-- Begin --
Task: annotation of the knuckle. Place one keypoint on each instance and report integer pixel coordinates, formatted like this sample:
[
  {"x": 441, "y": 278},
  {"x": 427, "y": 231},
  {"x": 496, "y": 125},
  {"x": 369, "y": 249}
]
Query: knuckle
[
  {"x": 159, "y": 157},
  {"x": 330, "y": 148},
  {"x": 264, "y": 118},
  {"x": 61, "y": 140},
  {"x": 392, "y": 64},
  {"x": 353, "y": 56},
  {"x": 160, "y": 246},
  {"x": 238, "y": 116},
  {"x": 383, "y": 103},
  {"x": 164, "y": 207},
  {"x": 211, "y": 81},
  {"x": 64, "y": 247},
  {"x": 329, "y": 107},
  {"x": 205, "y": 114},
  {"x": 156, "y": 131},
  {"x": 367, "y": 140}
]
-- End --
▶ [Short problem]:
How many lines in the entries above contain the string "knuckle"? Treat uppercase and lowercase letters as different, and give only the number.

▶ [Correct response]:
2